## Objective
Copy out the entries exactly, from the first line to the last.

(Labeled-object pointing entries)
====================
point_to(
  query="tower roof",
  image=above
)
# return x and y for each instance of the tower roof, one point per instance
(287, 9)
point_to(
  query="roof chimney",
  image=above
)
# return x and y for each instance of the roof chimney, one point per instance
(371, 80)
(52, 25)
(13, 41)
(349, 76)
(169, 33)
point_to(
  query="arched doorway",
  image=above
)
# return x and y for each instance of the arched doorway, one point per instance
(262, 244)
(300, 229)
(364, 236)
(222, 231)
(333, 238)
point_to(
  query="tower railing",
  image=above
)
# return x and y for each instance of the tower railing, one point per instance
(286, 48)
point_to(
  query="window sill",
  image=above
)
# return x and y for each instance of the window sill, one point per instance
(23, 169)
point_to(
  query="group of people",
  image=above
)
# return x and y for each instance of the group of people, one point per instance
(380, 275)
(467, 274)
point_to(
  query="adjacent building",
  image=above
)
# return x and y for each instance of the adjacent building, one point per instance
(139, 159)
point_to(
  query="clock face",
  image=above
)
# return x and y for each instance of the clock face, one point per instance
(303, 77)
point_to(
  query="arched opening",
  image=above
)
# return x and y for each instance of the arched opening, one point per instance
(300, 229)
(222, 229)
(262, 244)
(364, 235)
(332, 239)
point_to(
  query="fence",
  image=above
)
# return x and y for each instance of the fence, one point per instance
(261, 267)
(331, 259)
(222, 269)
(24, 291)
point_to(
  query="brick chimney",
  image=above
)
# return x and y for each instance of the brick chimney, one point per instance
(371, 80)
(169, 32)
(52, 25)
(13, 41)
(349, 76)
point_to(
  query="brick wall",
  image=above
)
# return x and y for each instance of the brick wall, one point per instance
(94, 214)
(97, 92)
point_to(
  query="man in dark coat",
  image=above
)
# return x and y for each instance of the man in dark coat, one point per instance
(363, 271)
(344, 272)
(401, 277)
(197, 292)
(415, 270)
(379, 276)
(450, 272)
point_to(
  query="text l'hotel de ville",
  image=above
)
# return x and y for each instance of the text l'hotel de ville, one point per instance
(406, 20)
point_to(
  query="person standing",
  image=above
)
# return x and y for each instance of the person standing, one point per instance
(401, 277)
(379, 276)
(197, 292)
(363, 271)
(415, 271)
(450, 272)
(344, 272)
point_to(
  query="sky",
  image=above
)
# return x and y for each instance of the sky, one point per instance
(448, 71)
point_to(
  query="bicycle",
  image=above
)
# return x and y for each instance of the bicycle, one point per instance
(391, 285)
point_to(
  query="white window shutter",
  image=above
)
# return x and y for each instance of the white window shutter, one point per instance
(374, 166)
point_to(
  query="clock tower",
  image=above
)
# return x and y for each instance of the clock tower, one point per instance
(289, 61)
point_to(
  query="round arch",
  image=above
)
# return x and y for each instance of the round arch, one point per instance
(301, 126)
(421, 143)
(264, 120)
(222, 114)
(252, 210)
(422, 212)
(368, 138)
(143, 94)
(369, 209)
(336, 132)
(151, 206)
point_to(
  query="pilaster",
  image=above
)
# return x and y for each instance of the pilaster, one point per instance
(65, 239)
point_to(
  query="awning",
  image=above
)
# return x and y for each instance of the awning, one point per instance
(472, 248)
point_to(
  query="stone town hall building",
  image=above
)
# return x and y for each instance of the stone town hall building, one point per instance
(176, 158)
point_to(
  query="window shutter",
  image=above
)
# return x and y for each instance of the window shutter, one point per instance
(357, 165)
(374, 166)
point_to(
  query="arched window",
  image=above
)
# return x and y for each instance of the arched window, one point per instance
====================
## Expected output
point_to(
  query="tower roof",
  image=above
)
# return x and y for each instance of the tower roof, one point per instance
(287, 9)
point_to(
  query="roof chimney",
  image=above
)
# return x and y for each instance of the roof chimney, one point per instance
(371, 80)
(52, 25)
(13, 41)
(349, 76)
(169, 33)
point_to(
  query="arched doorway",
  image=above
)
# return x and y for each instance of the arched doorway, one point per instance
(262, 244)
(300, 229)
(364, 236)
(222, 231)
(333, 238)
point_to(
  query="tower railing",
  image=above
)
# return x and y for each instance of the tower railing, one point per instance
(286, 48)
point_to(
  query="window sill",
  image=above
)
# return x and y for each instance of the window sill, one point per instance
(23, 169)
point_to(
  query="group of people",
  image=above
)
# return x and y for each instance of the group of people, one point per instance
(380, 275)
(467, 274)
point_to(
  query="adjacent building",
  image=above
)
# return x and y for each instance of the adjacent building, one point per instance
(139, 159)
point_to(
  query="clock face",
  image=above
)
# return x and y for each instance of the clock face, one point per instance
(303, 77)
point_to(
  query="arched opening",
  image=above
)
# return x and y for each instance of the arched opening, one point per instance
(300, 229)
(222, 229)
(262, 244)
(364, 235)
(332, 239)
point_to(
  query="fence",
  image=above
)
# return x and y for each instance of the fence, one point per instance
(261, 267)
(331, 259)
(222, 269)
(24, 291)
point_to(
  query="brick chimney",
  image=above
)
# return x and y for each instance of the brick chimney, one point per instance
(371, 80)
(169, 32)
(52, 25)
(13, 41)
(349, 76)
point_to(
  query="brick wall",
  image=above
)
# return x and y for each instance of the brick wall, one point per instance
(94, 214)
(97, 92)
point_to(
  query="man in dark coat",
  image=above
)
# return x and y for each instance of the man in dark coat, one point per instance
(363, 271)
(344, 272)
(401, 277)
(197, 292)
(415, 270)
(379, 276)
(450, 272)
point_to(
  query="text l'hotel de ville",
  image=above
)
# return x and y for each instance of the text l'hotel de ville, one point per instance
(406, 20)
point_to(
  query="person standing",
  image=above
)
# return x and y for each instance of the person standing, one point per instance
(401, 277)
(379, 276)
(197, 292)
(363, 271)
(415, 271)
(450, 272)
(344, 272)
point_to(
  query="sky",
  image=above
)
# return x and y for each instance of the sky, one point per instance
(448, 71)
point_to(
  query="bicycle",
  image=above
)
# return x and y for each instance of the bicycle, one point per instance
(391, 285)
point_to(
  query="white window shutter",
  image=above
)
# return x and y for each instance of the white window shutter, one point per instance
(374, 166)
point_to(
  query="clock tower",
  image=above
)
# return x and y for each instance of the clock tower, one point per instance
(289, 61)
point_to(
  query="round arch",
  image=above
)
# return x and y for each instance of the round arch, one point per instance
(301, 126)
(421, 143)
(264, 120)
(222, 114)
(252, 210)
(422, 212)
(368, 138)
(143, 94)
(369, 209)
(336, 132)
(151, 206)
point_to(
  query="pilaster",
  image=above
)
# return x and y for each instance of the pilaster, one point per instance
(65, 239)
point_to(
  query="awning",
  image=above
)
# return x and y for each instance of the awning, one point per instance
(472, 248)
point_to(
  query="stone town hall building",
  image=above
)
# return x and y for each instance of the stone town hall building, one point per instance
(176, 158)
point_to(
  query="window shutter",
  image=above
)
# return x and y for each instance of the window shutter, one point per instance
(357, 165)
(374, 166)
point_to(
  query="arched window",
  image=above
)
# return x and y for each instance of the arched window, one point per instance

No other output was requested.